■ Trecho de origem ■
Advogado, professor titular sênior da Faculdade de Direito da USP, membro da Academia Paulista de Letras e ex-ministro da Justiça, Miguel Reale Júnior escreve mensalmente na seção Espaço Aberto

Opinião|Olhar o futuro


Nada melhor para comemorar os 80 anos do que se preocupar com o futuro, com evidente prepotência, sem dúvida, mas que me faz sentir vivo como se tivesse 20

Por Miguel Reale Júnior

Este mês completo 80 anos. É inevitável olhar para trás e indagar do que me arrepender, pois deveria ter dito sim quando disse não, e vice-versa. Mas lembro o ensinamento do poeta Miguel Torga: cadáver é o que não fui. Então, é melhor enterrá-lo.

■ Lista de tarefas ■
a – Liste todos os títulos e cargos atribuídos a Miguel Reale Júnior na apresentação do trecho.
b – Diga se cada afirmação concorda com o trecho, respondendo sim ou não e citando as palavras que decidem: (i) o autor escreve semanalmente na seção Espaço Aberto; (ii) o autor completa 80 anos neste mês; (iii) o ensinamento lembrado pelo autor é do poeta Miguel Torga.
c – Resuma o trecho em duas frases.
Os dados abaixo vêm de outra fonte.

■ Material fornecido ■
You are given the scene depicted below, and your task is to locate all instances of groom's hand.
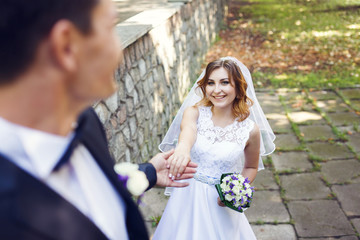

■ Tarefas resolvidas ■
a –
- Advogado
- Professor titular sênior da Faculdade de Direito da USP
- Membro da Academia Paulista de Letras
- Ex-ministro da Justiça

b –
(i) Não: "escreve mensalmente na seção Espaço Aberto".
(ii) Sim: "Este mês completo 80 anos."
(iii) Sim: "lembro o ensinamento do poeta Miguel Torga".

c – Ao completar 80 anos, o autor considera inevitável olhar para trás e perguntar do que se arrepender, mas, lembrando o ensinamento de Miguel Torga de que "cadáver é o que não fui", conclui que é melhor enterrá-lo. Para ele, nada melhor para comemorar os 80 anos do que se preocupar com o futuro, o que o faz se sentir vivo como se tivesse 20.